(Stored entries from a collection)
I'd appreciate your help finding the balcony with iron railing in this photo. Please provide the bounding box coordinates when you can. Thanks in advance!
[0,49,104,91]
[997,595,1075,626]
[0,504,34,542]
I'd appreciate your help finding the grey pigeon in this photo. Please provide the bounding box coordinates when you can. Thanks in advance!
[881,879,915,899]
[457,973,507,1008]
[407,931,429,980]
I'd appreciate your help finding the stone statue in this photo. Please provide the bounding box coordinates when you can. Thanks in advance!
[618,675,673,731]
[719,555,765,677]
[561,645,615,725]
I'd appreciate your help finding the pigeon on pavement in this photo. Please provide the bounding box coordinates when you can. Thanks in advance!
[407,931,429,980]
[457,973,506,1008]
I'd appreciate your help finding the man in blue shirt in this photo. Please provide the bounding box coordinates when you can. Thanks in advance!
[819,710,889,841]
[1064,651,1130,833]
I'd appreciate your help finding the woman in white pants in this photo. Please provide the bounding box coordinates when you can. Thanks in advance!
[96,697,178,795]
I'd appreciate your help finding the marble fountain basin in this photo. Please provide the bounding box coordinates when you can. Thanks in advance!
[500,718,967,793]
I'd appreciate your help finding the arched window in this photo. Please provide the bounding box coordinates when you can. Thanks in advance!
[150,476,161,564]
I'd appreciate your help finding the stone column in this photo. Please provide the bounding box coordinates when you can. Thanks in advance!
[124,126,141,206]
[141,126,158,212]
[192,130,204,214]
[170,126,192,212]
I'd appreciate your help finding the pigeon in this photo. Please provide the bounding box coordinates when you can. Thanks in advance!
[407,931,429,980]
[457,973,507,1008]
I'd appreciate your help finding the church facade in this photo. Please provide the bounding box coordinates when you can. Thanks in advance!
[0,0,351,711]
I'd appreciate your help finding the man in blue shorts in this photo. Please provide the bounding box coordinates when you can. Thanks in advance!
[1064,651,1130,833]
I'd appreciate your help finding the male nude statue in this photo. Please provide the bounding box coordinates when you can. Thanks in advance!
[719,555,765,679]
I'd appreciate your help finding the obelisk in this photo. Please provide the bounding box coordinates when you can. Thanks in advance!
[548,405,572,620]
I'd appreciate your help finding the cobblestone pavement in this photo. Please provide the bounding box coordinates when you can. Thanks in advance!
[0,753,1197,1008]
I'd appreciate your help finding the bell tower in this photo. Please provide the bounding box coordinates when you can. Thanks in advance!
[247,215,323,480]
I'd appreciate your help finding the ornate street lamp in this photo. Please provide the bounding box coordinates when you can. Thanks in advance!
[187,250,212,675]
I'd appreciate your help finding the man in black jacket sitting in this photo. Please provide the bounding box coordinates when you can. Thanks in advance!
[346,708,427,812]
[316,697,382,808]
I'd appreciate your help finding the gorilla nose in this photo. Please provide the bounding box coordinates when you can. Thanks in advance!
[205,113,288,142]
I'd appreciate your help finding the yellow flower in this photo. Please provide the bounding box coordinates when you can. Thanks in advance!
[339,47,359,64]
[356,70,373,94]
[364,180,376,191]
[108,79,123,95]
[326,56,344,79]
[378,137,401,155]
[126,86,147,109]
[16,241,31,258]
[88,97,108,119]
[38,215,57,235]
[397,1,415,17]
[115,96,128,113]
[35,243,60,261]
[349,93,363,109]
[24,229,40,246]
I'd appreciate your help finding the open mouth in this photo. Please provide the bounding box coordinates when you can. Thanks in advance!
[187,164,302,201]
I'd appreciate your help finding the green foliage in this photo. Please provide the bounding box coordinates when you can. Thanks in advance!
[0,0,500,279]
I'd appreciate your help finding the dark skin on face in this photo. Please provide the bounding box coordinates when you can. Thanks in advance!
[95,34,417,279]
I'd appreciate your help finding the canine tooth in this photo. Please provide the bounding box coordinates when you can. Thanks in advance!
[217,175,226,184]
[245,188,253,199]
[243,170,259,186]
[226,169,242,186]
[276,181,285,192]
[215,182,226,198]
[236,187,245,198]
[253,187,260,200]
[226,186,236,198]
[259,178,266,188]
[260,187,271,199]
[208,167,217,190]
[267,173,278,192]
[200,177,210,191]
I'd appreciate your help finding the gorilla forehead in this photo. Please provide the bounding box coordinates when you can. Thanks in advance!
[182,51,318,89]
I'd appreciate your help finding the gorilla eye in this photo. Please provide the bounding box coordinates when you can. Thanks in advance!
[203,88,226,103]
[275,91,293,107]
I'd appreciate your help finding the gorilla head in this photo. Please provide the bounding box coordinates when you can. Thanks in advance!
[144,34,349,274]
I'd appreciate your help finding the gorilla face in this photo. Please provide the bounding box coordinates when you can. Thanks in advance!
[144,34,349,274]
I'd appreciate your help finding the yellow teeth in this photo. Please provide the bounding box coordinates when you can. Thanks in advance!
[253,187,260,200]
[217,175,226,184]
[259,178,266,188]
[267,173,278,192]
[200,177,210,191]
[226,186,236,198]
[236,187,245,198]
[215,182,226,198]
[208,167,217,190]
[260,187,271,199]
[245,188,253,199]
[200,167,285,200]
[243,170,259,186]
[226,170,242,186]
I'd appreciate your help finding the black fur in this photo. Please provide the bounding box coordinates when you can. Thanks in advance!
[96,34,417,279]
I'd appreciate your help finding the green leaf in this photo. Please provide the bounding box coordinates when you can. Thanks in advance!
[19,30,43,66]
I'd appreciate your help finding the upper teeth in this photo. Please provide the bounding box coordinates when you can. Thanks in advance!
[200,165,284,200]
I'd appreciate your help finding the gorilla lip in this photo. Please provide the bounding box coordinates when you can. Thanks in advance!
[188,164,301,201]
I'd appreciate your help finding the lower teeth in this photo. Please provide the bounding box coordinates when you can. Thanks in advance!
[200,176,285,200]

> [Stated problem]:
Copy each of the entries above word for word, leaving every line unchanged.

> [Correct result]:
I'd appreciate your help finding the balcony with iron railing in this photo. Please provide the bounding box coordinates when you can. Thanks in advance!
[0,49,104,91]
[997,595,1075,626]
[0,504,34,542]
I'd appreciate your help finding the grey pigeon in this photo. Please provide the bounding box coordinates when you can. Thanks in advance!
[881,879,915,899]
[457,973,507,1008]
[407,931,429,980]
I'd appreciate your help finding the stone statue in this photo. Please provide the bounding box coordinates when you can. Thanks in advance!
[618,675,673,731]
[719,555,765,677]
[561,645,615,725]
I'd appreciate your help finding the pigeon on pavement in this photo. Please provide the bounding box coordinates when you can. Thanks in advance!
[407,931,429,980]
[457,973,506,1008]
I'd appreciate your help finding the man in blue shirt in this photo. Please provide the bounding box coordinates when you can. Thanks in advance!
[819,710,889,841]
[1064,651,1130,833]
I'd appreciate your help finding the woman in white pants in this photo. Please provide the bounding box coordinates when you can. Thanks in advance!
[96,697,178,795]
I'd appreciate your help finding the marble fountain basin in this photo. Please provide the bounding box coordinates when you can. Thanks in advance!
[500,718,967,793]
I'd appreciate your help finding the arched window in this photo. Please provide the bounding box coordinates when you can. Thanks in advance!
[150,476,161,564]
I'd appreciate your help finding the stone column in this photo. Please provide the bounding box coordinates when you can. Thanks in advance!
[124,126,141,206]
[141,126,158,212]
[192,130,204,214]
[170,126,192,212]
I'd appreciate your help finding the pigeon in this photo. Please provide the bounding box coordinates when you can. Thanks in advance!
[407,931,429,980]
[457,973,507,1008]
I'd appreciate your help finding the church facade in this photo. Please provide the bounding box coordinates when you can. Thanks in advance!
[0,0,351,711]
I'd appreciate your help finding the man in blue shorts in this photo. Please provide the bounding box coordinates when you can. Thanks in advance!
[1064,651,1130,833]
I'd appreciate your help finding the male nude statue in this photo. Please provide the bounding box coordinates when you can. Thanks in advance!
[719,555,765,679]
I'd appreciate your help finding the obelisk in this photo. Please provide the bounding box coordinates when you can. Thanks in advance!
[548,405,572,620]
I'd appreciate your help finding the cobblestone pavement in this photo. Please provide the bounding box coordinates when you can. Thanks in advance!
[0,753,1197,1008]
I'd appreciate your help finding the bell tower in this photo. Please provide the bounding box coordinates when you can. Thanks in advance!
[247,215,323,480]
I'd appreciate your help finding the ornate street lamp in this photo. Please provide the bounding box coordinates when you can. Thanks in advance!
[187,250,212,675]
I'd appreciate your help finding the man in black jacket sitting in this photo. Please provide the bounding box coordinates when you can. Thanks in advance!
[346,708,427,812]
[316,697,382,808]
I'd appreciate your help finding the gorilla nose in this photo. Please provide the bounding box coordinates when you can. Thanks in advance!
[205,113,288,142]
I'd appreciate your help finding the yellow flower in this photo. Please provide the bounding box coordinates when you can. Thanks in advance!
[339,47,359,64]
[356,70,373,94]
[364,180,376,191]
[108,79,123,95]
[326,56,344,79]
[378,137,401,155]
[126,86,147,109]
[16,241,31,258]
[88,97,108,119]
[38,215,57,235]
[397,1,415,17]
[115,96,128,113]
[35,243,60,261]
[349,93,363,109]
[24,229,40,246]
I'd appreciate your help finding the open mouth in this photo. Please provide the bounding box coordinates when you can. Thanks in advance!
[187,164,302,201]
I'd appreciate your help finding the green foliage in this photo. Please provide the bounding box coordinates when you can. Thanks in advance!
[0,0,500,279]
I'd appreciate your help finding the dark skin on face in this photo. Please provide the bounding box coordinates when you can. Thanks in advance!
[95,34,417,279]
I'd appreciate your help finding the canine tooth in this photo. Please provide the bounding box coordinates when you can. Thanks in advance!
[217,175,226,184]
[245,188,253,199]
[243,170,259,186]
[226,169,242,186]
[276,181,285,192]
[215,182,226,198]
[236,187,245,198]
[253,187,260,200]
[226,186,236,198]
[259,178,266,188]
[260,187,271,199]
[208,167,217,190]
[267,173,278,192]
[200,177,210,191]
I'd appreciate your help finding the gorilla forehead in this photo. Please provide the bounding box coordinates when you can. Thanks in advance!
[182,51,318,89]
I'd appreciate your help finding the gorilla eye in this photo. Please provide the bounding box coordinates when you can. Thanks in advance!
[203,88,226,103]
[275,91,293,107]
I'd appreciate your help finding the gorilla head in this photo. Please provide the bounding box coordinates when you can. Thanks in advance!
[144,34,349,274]
I'd appreciate your help finding the gorilla face in this photo. Please provide the bounding box coordinates when you can. Thanks in advance!
[144,34,349,274]
I'd appreciate your help finding the yellow teeth in this photo. Please provide the bounding box coordinates when you can. Thanks in advance!
[253,187,260,200]
[217,175,226,184]
[259,178,266,188]
[267,173,278,192]
[200,177,210,191]
[226,186,236,198]
[236,187,245,198]
[215,182,226,198]
[208,167,217,190]
[260,187,271,199]
[245,188,253,199]
[200,167,285,200]
[243,170,259,186]
[226,170,242,186]
I'd appreciate your help finding the black fur in this photo. Please provide the bounding box coordinates when you can. Thanks in advance!
[96,34,417,279]
I'd appreciate your help finding the green leaf in this photo. Please provide the bounding box coordinates when you can. Thanks in advance!
[19,30,43,66]
I'd appreciate your help finding the upper teeth in this photo. Please provide the bounding box coordinates when you can. Thanks in advance!
[200,165,284,200]
I'd appreciate your help finding the gorilla lip in this photo. Please provide the bounding box coordinates when you can. Thanks in advance!
[188,164,301,201]
I'd appreciate your help finding the lower teeth in this photo. Please provide the bounding box coordinates when you can. Thanks in advance!
[200,176,285,200]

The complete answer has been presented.